Objective: Reproduce every line of the records below, requests included, and rescale each coordinate in the answers by multiplying it by 1.6 and rounding to the nearest whole number, with halves rounded up.

Task input:
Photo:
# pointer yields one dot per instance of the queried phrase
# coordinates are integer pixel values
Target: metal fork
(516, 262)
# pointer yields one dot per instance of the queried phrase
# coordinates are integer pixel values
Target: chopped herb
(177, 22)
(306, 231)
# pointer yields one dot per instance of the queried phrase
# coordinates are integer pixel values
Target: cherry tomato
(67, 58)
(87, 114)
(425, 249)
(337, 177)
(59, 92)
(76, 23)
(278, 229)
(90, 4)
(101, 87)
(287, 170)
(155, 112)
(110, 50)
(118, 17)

Worked answer:
Photo:
# pointer yields one dot per instance of the queried phrase
# coordinates are integer pixel values
Target: metal fork
(826, 419)
# pointer yields one dot per instance of the queried phrase
# coordinates are integer pixel values
Target: chopped herb
(283, 35)
(490, 370)
# pointer yields one dot per instance of the queried phrase
# coordinates are integer pixel values
Target: cherry tomato
(107, 93)
(139, 182)
(680, 398)
(539, 283)
(94, 147)
(122, 37)
(445, 366)
(144, 6)
(162, 139)
(459, 272)
(248, 179)
(176, 80)
(189, 27)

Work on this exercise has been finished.